__REQUIREMENTS__
Put the material below into a two-column CSV with the header row "label,points". Make one row for each line starting with "point:", with that line's full text in the first field and all coordinates following it in the second, each field quoted and with line breaks changed to spaces.

Labeled point records

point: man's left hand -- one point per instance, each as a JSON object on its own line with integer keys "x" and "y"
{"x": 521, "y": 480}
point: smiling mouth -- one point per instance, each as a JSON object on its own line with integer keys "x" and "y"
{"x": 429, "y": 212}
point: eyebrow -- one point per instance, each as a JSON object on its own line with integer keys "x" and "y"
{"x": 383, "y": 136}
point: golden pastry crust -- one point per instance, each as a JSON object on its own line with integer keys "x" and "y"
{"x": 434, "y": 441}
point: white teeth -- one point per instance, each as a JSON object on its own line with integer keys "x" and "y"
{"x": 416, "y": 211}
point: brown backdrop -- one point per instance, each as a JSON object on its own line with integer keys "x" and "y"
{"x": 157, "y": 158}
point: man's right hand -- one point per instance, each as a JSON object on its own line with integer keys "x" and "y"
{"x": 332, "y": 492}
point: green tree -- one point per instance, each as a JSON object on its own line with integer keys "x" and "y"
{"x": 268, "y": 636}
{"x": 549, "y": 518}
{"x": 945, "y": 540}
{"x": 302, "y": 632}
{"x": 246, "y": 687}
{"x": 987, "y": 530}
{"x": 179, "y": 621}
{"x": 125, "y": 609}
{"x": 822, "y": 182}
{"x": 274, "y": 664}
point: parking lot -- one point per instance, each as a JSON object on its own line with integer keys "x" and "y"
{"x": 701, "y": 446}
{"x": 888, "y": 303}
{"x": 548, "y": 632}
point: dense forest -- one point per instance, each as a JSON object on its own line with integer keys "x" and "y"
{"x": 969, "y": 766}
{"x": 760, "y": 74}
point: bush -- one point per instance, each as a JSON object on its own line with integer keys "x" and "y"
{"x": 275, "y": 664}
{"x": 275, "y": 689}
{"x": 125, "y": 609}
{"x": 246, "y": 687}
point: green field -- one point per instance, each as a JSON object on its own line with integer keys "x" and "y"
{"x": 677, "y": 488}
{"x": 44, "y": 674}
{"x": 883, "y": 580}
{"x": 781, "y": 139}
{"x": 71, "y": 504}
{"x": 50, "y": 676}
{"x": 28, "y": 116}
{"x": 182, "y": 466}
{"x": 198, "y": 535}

__IN RESPONSE__
label,points
"point: man's left hand -- one point per instance, each as a JSON object on its own line with integer keys ""x"" and ""y""","{""x"": 521, ""y"": 480}"
"point: smiling mouth -- one point per instance, each as a JSON object on its own line with integer keys ""x"" and ""y""","{""x"": 429, ""y"": 212}"
"point: eyebrow -- one point per instance, each as a JSON object on its own line with integer keys ""x"" and ""y""","{""x"": 383, ""y"": 136}"
"point: golden pastry crust -- one point per instance, each as a JSON object on its own line with integer keys ""x"" and ""y""","{""x"": 434, ""y"": 441}"
"point: white teeth -- one point per instance, each as a JSON object on its own line with integer keys ""x"" and ""y""","{""x"": 416, ""y"": 211}"
"point: brown backdrop -- one point per instance, each as a JSON object on its own line with integer keys ""x"" and ""y""","{""x"": 157, ""y"": 158}"
"point: man's right hand -- one point per instance, each as a JSON object on its own line with integer keys ""x"" and ""y""","{""x"": 332, ""y"": 492}"
"point: green tree -- one point per instance, each as a JSON object on its own line with integer keys ""x"" and ""y""","{""x"": 268, ""y"": 636} {""x"": 549, ""y"": 518} {""x"": 945, ""y"": 540} {""x"": 302, ""y"": 632} {""x"": 246, ""y"": 687} {""x"": 987, ""y"": 530} {""x"": 179, ""y"": 621} {""x"": 125, ""y"": 609} {""x"": 822, ""y"": 182} {""x"": 274, ""y"": 664}"
"point: parking lot -- one point per instance, each as a JSON object on its own line with integer keys ""x"" and ""y""","{""x"": 701, ""y"": 446} {""x"": 888, ""y"": 303} {""x"": 548, ""y"": 632}"
"point: dense forest -- one point per instance, each as a JSON object on its own line with integer keys ""x"" and ""y""","{""x"": 969, ""y"": 766} {""x"": 760, ""y"": 74}"
"point: bush -- one point per instance, each as a JSON object on its own line with integer keys ""x"" and ""y""","{""x"": 275, ""y"": 664} {""x"": 275, ""y"": 689} {""x"": 125, ""y"": 609} {""x"": 246, ""y"": 687}"
"point: green field -- one point per instance, each as a JSON object on its own line with integer keys ""x"" and ""y""","{""x"": 677, ""y"": 488} {""x"": 44, ""y"": 674} {""x"": 883, ""y"": 580} {""x"": 781, ""y"": 139} {""x"": 71, ""y"": 504} {""x"": 50, ""y"": 676} {""x"": 28, ""y"": 116} {""x"": 182, ""y"": 466} {""x"": 198, ""y"": 535}"